**Directions for this task**
Every line of the listing must be reproduced as it stands. Leave the images behind.

____ Supplied records

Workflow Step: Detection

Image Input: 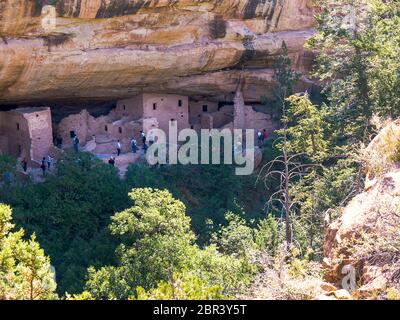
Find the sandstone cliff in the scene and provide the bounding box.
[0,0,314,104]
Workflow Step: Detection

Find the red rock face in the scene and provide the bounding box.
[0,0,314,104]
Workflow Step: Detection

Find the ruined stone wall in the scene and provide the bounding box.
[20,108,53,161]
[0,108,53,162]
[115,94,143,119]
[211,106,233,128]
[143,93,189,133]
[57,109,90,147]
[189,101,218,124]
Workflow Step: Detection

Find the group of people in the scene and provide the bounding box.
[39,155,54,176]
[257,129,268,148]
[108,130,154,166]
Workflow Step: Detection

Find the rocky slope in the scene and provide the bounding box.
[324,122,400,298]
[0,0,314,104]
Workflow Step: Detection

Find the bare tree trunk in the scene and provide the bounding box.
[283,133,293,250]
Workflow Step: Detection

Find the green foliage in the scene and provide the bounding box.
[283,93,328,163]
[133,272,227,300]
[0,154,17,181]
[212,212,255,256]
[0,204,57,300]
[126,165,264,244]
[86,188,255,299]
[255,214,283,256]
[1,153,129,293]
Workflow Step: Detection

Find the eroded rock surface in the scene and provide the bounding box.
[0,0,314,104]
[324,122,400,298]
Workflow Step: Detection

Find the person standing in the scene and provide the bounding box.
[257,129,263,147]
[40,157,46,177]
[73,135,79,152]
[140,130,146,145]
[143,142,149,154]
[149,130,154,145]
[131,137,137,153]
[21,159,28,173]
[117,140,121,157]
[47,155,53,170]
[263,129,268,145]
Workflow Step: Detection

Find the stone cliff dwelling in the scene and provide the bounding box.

________

**Written answer**
Workflow Step: Detection

Image Input: 
Find the sandstone cliff in the scene and provide the bounding box.
[0,0,314,104]
Workflow Step: Detection

Find the red rock face in the scene and provide the bounding box.
[0,0,314,104]
Workflow Step: Detection

Find the ruined stone wall in the scene and provide the bounding box.
[20,108,53,161]
[0,108,53,162]
[115,94,143,119]
[211,106,233,128]
[143,93,189,133]
[57,109,90,147]
[189,101,218,124]
Workflow Step: Detection

Find the group of people in the scene and provide the bounding box.
[39,155,54,176]
[257,129,268,148]
[108,130,154,166]
Workflow Step: Detection

Find the rocky slope in the scene and provide the bounding box.
[324,122,400,298]
[0,0,314,104]
Workflow Step: Detection

Find the bare tree trunk in the scene and provide the bounding box.
[283,133,293,250]
Workflow Step: Detection

Find the green foliage in the scene and provide the bounding box.
[283,93,328,163]
[133,272,227,300]
[0,154,17,181]
[212,212,255,256]
[0,204,57,300]
[126,165,264,244]
[86,188,255,299]
[255,214,283,256]
[1,153,129,293]
Workflow Step: Detection

Find the eroded rock surface in the scene and provide the bounding box.
[0,0,314,104]
[324,122,400,298]
Workflow Step: Detection

Find the person standing in the scene and provide the bounding box.
[257,129,263,147]
[40,157,46,177]
[73,135,79,152]
[140,130,146,145]
[143,142,149,154]
[149,130,154,145]
[131,137,137,153]
[21,159,28,173]
[117,140,121,157]
[47,155,53,170]
[263,129,268,145]
Workflow Step: Detection

Find the stone cliff dwelling in the scene and provide the bounding box.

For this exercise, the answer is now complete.